SOURCE TEXT:

▬▬▬▬▬▬▬▬▬▬

Is the JR PAss worth it?
The first thing to consider is what kind of trip you want to take and how many days you want to spend on the road vs. staying at the places that you want to explore. The most common thing for people to do on their first trip to Japan is see Tokyo, Kyoto, Osaka and possibly Hiroshima or a trip to the countryside towns of Kanazawa, Hakone or Takayama. If planning this kind of trip you would definitely want the pass. A trip seeing Tokyo-Hiroshima-Kyoto-Osaka-Takayama-Tokyo would be around 55,000 yen. Even a round trip ticket from Tokyo to Kyoto is 28,000 and the seven day pass at 29,110 is not much more than that giving you 5 more days of travel for free. The site www.hyperdia.com is a great resource for getting train fares and times.
One major consideration for me, is that the JR pass, especially the 7-day pass, might mean that you rush to see the places you visit and don’t give enough time to see each place. Not to mention the draw of high speed travel means you might end up staying on the fairly well worn tourist trail. If you prefer to go to places off the beaten path you still can with the JR pass, but to go to some of the islands or as high north as Hokkaido you would be better off taking an airplane and possibly even renting a car when you get there.
Benefits of getting the JR pass
Another thing is that even with the pass, you still need to queue up and get your physical tickets when riding the bullet train and you are restricted to the HIKARI or KODOMA train meaning you can’t get the NOZOMI train. All three are high speed bullet trains, but the NOZOMI does shorten the journey between Kyoto and Tokyo by about 20mins by making less stops and doesn’t travel as frequently (every 30 minutes vs. every 10 minutes) which I think is not enough of a difference to pass on the pass but something to consider.
Alternatives to the JR Pass
Recently there are a lot of low cost carriers operating flights within Japan too. My personal favourite is Peach Airlines but there are a few others around too. Last time I went to Tokyo by train, I came back to Kyoto via Okinawa and Osaka. A couple days on the beach and the cost was about the same as my train ticket. Just be sure to factor in the costs (in money and time) of the travel to and from airports. Train stations tend to be smack dab in the centre of town but airports not so especially Narita which is not even technically in Tokyo and a near 2hr journey to the city centre.
For those who want to see further flung parts of Japan, taking to the skies is definitely a good option. JAL and ANA both have special deals for travellers on one way flights throughout their network starting from 5,400 yen. That said, jumping on a train without any luggage weighing, check in, security screening or anything is a lot more convenient and time efficient.

▬▬▬▬▬▬▬▬▬▬

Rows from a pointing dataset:

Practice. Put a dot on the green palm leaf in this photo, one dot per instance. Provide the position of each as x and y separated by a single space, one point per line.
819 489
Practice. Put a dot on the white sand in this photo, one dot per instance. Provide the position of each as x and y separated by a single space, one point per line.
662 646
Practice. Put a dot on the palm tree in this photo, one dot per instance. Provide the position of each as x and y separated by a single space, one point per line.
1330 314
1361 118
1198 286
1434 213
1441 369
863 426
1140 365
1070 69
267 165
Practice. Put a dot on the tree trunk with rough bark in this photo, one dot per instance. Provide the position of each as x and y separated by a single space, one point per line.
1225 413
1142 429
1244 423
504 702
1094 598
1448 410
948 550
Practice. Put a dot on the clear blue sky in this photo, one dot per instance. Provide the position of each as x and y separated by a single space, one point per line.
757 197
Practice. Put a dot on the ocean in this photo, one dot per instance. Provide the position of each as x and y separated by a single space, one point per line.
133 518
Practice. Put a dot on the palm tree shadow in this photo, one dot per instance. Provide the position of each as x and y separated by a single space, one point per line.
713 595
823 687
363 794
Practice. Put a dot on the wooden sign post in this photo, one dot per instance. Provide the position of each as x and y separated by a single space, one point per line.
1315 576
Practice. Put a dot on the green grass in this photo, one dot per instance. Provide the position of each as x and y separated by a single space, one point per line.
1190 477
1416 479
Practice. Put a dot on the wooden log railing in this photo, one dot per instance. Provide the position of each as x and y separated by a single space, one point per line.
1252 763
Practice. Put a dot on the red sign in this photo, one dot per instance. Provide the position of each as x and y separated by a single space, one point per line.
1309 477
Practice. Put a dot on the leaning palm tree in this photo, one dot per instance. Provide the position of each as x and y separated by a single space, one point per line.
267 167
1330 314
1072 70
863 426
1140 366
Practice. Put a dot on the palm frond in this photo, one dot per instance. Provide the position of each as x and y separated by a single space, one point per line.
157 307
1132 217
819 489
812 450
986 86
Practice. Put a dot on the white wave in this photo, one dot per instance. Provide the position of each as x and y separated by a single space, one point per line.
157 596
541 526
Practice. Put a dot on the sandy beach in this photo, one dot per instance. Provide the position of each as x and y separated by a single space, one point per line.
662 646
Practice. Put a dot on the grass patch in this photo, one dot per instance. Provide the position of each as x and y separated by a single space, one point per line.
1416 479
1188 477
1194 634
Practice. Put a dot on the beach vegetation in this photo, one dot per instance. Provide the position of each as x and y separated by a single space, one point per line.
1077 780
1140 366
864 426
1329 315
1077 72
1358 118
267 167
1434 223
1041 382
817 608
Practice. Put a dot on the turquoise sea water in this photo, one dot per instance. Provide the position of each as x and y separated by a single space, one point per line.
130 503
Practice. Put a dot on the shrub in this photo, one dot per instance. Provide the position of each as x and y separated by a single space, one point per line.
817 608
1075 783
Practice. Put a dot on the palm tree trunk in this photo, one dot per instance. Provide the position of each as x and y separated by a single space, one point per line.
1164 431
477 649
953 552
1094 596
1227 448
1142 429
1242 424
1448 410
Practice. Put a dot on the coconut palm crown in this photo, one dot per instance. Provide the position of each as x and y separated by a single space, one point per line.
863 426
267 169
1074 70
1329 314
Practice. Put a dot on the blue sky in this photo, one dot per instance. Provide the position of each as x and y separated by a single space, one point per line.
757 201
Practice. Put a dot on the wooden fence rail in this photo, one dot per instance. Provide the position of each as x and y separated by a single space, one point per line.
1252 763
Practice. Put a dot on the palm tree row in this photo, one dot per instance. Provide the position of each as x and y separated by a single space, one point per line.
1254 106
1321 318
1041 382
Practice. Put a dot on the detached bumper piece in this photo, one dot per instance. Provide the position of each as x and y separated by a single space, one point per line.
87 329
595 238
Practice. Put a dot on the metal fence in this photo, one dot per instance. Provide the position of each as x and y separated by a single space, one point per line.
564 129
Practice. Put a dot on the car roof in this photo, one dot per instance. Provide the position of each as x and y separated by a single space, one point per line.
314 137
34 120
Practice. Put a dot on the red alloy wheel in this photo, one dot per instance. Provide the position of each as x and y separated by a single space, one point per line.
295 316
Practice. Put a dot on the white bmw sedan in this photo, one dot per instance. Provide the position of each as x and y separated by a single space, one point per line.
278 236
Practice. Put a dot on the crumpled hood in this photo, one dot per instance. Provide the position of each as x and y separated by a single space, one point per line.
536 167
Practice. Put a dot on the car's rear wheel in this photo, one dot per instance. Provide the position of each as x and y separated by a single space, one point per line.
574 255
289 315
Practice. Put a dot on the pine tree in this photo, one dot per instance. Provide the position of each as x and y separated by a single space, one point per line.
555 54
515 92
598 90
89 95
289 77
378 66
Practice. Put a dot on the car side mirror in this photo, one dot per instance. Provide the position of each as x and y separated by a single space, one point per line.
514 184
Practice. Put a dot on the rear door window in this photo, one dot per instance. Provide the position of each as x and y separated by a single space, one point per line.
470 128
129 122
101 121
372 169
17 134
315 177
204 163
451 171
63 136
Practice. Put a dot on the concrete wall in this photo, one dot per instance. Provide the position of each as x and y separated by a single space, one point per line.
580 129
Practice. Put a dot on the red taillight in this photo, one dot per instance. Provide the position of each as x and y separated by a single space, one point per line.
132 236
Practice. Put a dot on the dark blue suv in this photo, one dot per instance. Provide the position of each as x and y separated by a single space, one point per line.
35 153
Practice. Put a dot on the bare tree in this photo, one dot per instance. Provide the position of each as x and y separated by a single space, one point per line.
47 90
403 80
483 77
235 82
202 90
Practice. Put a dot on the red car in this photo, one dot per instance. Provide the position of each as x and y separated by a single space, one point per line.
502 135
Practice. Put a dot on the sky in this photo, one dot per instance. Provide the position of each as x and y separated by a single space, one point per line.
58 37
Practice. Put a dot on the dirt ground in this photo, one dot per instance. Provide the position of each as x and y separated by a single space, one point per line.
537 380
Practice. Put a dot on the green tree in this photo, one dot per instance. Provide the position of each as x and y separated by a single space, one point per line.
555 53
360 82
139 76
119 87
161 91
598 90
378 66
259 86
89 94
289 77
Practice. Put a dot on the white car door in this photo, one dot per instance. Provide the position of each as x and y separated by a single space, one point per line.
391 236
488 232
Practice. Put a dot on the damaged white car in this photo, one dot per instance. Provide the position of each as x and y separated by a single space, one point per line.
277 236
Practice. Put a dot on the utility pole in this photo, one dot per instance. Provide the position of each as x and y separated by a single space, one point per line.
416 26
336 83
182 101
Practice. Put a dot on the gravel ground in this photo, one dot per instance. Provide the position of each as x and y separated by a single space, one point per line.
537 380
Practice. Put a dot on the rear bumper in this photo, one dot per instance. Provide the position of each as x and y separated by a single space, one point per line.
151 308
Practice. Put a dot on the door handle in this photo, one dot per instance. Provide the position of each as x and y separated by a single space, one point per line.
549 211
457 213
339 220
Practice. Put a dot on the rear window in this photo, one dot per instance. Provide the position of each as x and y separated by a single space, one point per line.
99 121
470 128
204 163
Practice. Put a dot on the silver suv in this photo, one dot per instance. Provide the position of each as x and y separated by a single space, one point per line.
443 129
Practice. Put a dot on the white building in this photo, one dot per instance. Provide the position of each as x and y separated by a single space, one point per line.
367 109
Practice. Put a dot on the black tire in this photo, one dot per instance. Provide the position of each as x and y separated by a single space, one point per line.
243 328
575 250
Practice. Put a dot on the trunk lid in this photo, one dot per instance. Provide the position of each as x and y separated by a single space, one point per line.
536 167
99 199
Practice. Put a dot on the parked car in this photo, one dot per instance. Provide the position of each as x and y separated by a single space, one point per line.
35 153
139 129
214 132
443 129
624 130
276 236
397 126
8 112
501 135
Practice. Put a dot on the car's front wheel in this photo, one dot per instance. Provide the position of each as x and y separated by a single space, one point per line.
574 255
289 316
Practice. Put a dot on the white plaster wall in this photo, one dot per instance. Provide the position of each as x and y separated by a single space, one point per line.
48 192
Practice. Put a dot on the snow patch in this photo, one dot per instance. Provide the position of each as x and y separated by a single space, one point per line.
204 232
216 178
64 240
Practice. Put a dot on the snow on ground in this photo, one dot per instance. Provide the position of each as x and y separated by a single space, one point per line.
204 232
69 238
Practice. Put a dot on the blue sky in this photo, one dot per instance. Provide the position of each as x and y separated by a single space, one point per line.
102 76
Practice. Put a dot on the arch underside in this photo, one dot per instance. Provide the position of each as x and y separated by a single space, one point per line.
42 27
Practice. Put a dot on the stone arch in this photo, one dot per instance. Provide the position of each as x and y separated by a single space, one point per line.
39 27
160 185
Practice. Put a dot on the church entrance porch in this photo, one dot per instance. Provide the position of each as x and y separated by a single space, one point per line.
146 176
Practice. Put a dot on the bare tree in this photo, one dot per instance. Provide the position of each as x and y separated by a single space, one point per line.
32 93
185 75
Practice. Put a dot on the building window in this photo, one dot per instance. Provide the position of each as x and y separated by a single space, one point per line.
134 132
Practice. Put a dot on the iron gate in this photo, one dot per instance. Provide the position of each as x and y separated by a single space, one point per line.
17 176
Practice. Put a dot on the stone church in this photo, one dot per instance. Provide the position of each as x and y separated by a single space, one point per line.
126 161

▬▬▬▬▬▬▬▬▬▬

EXERCISE SET:
(a) Answer these questions from the JR Pass article:
(i) What is the price of the seven-day pass?
(ii) Which low-cost carrier is the writer's personal favorite?
(iii) At what price do the JAL and ANA one-way flight deals start?
(b) In the JR Pass article, turn the paragraph beginning "For those who want to see further flung parts of Japan" into a short bulleted list that keeps its main facts.
(c) From the JR Pass article, reproduce the stretch from "Is the JR PAss" through "fares and times." word for word.

RESULTS IN ORDER:
(a)
(i) 29,110 yen
(ii) Peach Airlines
(iii) 5,400 yen

(b)
- Flying is a good option for seeing more distant parts of Japan.
- JAL and ANA both offer special deals for travelers on one-way flights throughout their networks, starting from 5,400 yen.
- Taking a train is still more convenient and time efficient, with no luggage weighing, check-in or security screening.

(c)
Is the JR PAss worth it?
The first thing to consider is what kind of trip you want to take and how many days you want to spend on the road vs. staying at the places that you want to explore. The most common thing for people to do on their first trip to Japan is see Tokyo, Kyoto, Osaka and possibly Hiroshima or a trip to the countryside towns of Kanazawa, Hakone or Takayama. If planning this kind of trip you would definitely want the pass. A trip seeing Tokyo-Hiroshima-Kyoto-Osaka-Takayama-Tokyo would be around 55,000 yen. Even a round trip ticket from Tokyo to Kyoto is 28,000 and the seven day pass at 29,110 is not much more than that giving you 5 more days of travel for free. The site www.hyperdia.com is a great resource for getting train fares and times.